- **The task**
Reproduce, word for word, everything in the material below from the line containing "of the orange" down to the end of the material, including that first line.

===

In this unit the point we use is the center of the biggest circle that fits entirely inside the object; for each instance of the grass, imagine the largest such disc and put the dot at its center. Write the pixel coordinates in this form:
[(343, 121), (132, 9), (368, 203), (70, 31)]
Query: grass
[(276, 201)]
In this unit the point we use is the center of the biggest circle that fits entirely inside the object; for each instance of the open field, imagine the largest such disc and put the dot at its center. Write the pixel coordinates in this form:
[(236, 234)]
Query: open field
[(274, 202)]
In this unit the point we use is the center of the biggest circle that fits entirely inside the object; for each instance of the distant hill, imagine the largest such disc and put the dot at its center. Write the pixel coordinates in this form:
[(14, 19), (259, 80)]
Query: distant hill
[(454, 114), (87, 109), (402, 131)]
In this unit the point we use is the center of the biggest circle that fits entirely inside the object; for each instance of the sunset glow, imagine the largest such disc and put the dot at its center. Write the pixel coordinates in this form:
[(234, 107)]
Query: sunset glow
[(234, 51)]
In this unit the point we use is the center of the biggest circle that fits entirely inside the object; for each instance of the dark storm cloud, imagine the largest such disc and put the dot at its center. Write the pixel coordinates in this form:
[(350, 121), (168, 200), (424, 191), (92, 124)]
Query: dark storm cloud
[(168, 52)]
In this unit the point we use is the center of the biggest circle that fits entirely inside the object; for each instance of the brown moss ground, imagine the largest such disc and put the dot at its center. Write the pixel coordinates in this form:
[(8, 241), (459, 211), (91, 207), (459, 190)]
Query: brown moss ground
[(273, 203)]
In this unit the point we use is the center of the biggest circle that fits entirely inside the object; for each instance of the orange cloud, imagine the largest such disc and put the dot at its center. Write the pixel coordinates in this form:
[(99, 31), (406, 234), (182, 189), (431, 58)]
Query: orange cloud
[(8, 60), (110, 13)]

===

- **In response**
In this unit the point we use is the center of the biggest circle that fits entirely inside the object; for each instance of the orange cloud, imagine the largest such disc and put the dot at its center. Write the pixel coordinates in this form:
[(99, 31), (406, 234), (182, 189), (431, 58)]
Query: orange cloud
[(8, 60), (110, 13)]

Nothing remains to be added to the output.